**What the exercise asks**
The following data needs to be repeated exactly, with all images excluded.

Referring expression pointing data
=-=-=-=-=
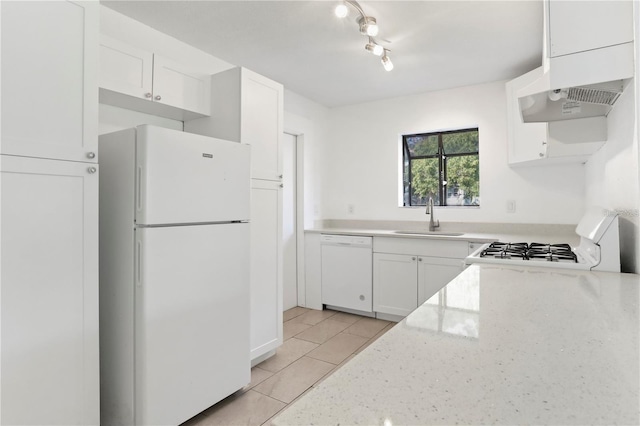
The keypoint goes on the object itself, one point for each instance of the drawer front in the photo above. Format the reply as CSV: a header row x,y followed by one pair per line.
x,y
421,247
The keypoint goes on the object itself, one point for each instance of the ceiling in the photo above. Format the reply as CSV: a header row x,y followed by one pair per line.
x,y
434,44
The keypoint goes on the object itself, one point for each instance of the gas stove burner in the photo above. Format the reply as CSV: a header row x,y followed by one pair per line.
x,y
532,251
551,252
506,250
=-=-=-=-=
**Output of the task**
The keypoint goes on the object itself, one point for each instance of the drawer front in the photo above. Format the reply as CSV: a header row x,y followed by one pair per line.
x,y
421,247
The keypoint goes on the object itself, one point for each instance of the ceiling in the photo above. Format the reply as CSV: a header row x,y followed by one pair per line.
x,y
434,44
The keypoint goes on the object itself, one point for each instance of the gas stove burner in the photo above. Format the reply as CSV: a header row x,y followed by one pair per line.
x,y
532,251
551,252
506,250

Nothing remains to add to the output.